ESTRATTO DEL DOCUMENTO.
<<<<
A scanso di equivoci, il processo non ha nulla a che fare con l'assistenzialismo che altre realtà impegnate nella cooperazione allo sviluppo in quell'area promuovono. Al contrario: l'obiettivo è proprio arrivare a essere - per quanto possibile - autosufficienti, acquisendo capacità concrete manuali e professionali che possano rendere le popolazioni locali realmente indipendenti economicamente e al tempo stesso più creative, cioè protagoniste del loro stesso sviluppo, rimanendo in loco e senza essere obbligate a migrare. Per riuscirci, anche in questo caso è fondamentale la presenza della scuola (la cosiddetta "Farmer-Field-School"), che aiuta a superare la diffusa mentalità 'immobilista' scettica verso i cambiamenti e insegna agli allievi tanto le tecniche agricole da utilizzare sul campo quanto a organizzarsi territorialmente in cooperative efficienti e funzionali, nonché – prima ancora – della famiglia (quella che Chesterton chiamava "il piccolo regno del senso comune") che ancora oggi in Africa resta la principale fonte dell'autorità, dell'educazione e della moralità. Non a caso famiglia e scuola sono anche i due soggetti attorno a cui ruotano le esperienze di educazione libera 'occidentale' di San Benedetto del Tronto (dove da qualche anno è attiva la scuola libera "Gilbert Keith Chesterton") e di St. Paul, in Minnesota, negli Stati Uniti (dove pure vi è una "Chesterton Academy"). In questo tipo di approccio sono dunque i corpi intermedi – e anzitutto le famiglie – che diventano i soggetti del loro stesso lavoro e dunque dell'organizzazione economica di una comunità in quanto tale, secondo un'ispirazione che vede nel denaro un mezzo per il proprio sostentamento e non un fine (opportunamente Sermarini ha ricordato che pure i monti di pietà storicamente nascono in ambito cattolico, grazie alla provvidenziale ideazione di San Giacomo della Marca (1394-1476), un frate francescano che fece della battaglia all'usura uno dei punti programmatici della sua missione).
Da parte sua Dermott Quinn – docente di storia all'università di Seton Hall – ha ampliato il discorso sulle possibilità reali di attuazione della proposta chestertoniana a partire da un recente intervento del filosofo anglosassone Roger Scruton pubblicato sulla rivista First Things (gennaio 2014). Qui Scruton denunciava la recrudescenza dello statalismo globale mettendo in evidenza quanto accaduto negli ultimi due anni in Francia (dove il governo 'neogiacobino' di Hollande ha riportato notevolmente indietro le lancette della storia), Italia (dove la burocrazia ha soppresso la democrazia, almeno negli ultimi tre governi, nessuno dei quali è stato verificato elettoralmente) e Stati Uniti (vedi la questione dell'"Obamacare"). Come uscirne? Per Quinn – che ha citato vari passo da Lo Stato servile di Belloc – la risposta è anzitutto nel "riappropiarsi della libertà" e dell'iniziativa civile e quindi delle proprie responsabilità di cittadini attivi tenendo conto che la proposta distributista "non era tanto una teoria economica quanto un'antropologia morale", cioè un orientamento di vita, un modo di porsi rispetto alla vita umana in società.
>>>>
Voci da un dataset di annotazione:
<<<<
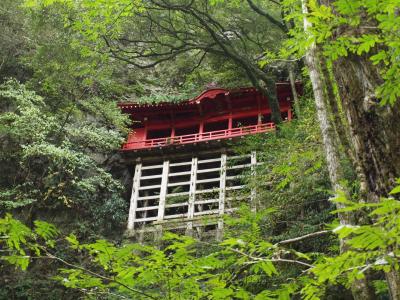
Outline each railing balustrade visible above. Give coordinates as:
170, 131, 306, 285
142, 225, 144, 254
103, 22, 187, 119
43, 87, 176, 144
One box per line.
122, 123, 275, 150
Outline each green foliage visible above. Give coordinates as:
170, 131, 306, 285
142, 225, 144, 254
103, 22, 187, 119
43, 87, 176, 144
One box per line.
0, 81, 124, 230
0, 182, 400, 299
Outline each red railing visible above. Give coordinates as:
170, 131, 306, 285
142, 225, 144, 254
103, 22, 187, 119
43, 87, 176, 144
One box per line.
122, 123, 275, 150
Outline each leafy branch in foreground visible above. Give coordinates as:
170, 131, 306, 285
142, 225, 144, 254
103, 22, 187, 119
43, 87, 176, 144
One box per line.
0, 181, 400, 299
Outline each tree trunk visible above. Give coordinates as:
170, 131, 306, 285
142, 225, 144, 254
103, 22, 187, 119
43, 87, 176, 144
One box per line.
334, 51, 400, 299
333, 54, 400, 201
288, 63, 301, 119
302, 0, 375, 300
>>>>
COMPITI DELL'ESERCIZIO.
A: Traduca in inglese questa frase dell'estratto del documento: «A scanso di equivoci, il processo non ha nulla a che fare con l'assistenzialismo che altre realtà impegnate nella cooperazione allo sviluppo in quell'area promuovono».
B: Riprenda l'estratto del documento sulla proposta distributista, proseguendolo a partire dalla sua ultima frase.

SOLUZIONI PER COMPITO.
A: To avoid any misunderstanding, the process has nothing to do with the welfarism promoted by other organizations engaged in development cooperation in that area.

B:
La vera novità della giornata é stata però senz'altro la presentazione della prima edizione italiana di The Party System, il saggio pubblicato da Cecil Chesterton ((1879-1918), il fratello di Gilbert) e proprio Hilaire Belloc alla vigilia della Prima Guerra Mondiale, nel 1911, ed uscito per i tipi di Rubbettino in questi giorni in una versione a cura di Pietro Federico (cfr. H. BELLOC – C. E. CHESTERTON, Partitocrazia, Rubbettino, Soveria Mannelli 2014, Pp. 178, Euro 12,00). Ne ha trattato l'editor Maurizio Serio che ha messo in luce come le inchieste politiche di Belloc e Cecil Chesterton, di cui il volume offre una significativa panoramica, erano sì appassionate e forti ma mai mosse da quell'istinto demolitorio per la demonizzazione dell'avversario che si riscontra oggi nel nostro dibattito pubblico, parlamentare e civile. E tuttavia il libro è decisamente profetico per i molti problemi che mette lucidamente a tema, tutti a ben vedere attualissimi: dalla denuncia della 'casta' partitica che si autoalimenta disinteressandosi dei problemi della vita reale, a quella relativa alla corruzione e al clientelismo, diffusi già allora nell'Inghilterra di primo Novecento. E che dire delle descrizioni del Parlamento come luogo di ritrovo di consumate oligarchie 'plutocratiche' autoreferenziali? Lassù "tutto era ed è plutocrazia", chioserà a suo modo Gilbert Chesterton. Sbaglierebbe però chi pensasse a un invito qualunquista all'anti-politica: al contrario, la protesta accorata del saggio auspica proprio un ritorno a una reale democrazia rappresentativa dell'alternanza che salvaguardi la capacità d'iniziativa del corpo elettorale e, con ciò, anche la qualità della libertà 'istituzionalmente' riconosciuta in capo ai corpi intermedi e alle loro aggregazioni.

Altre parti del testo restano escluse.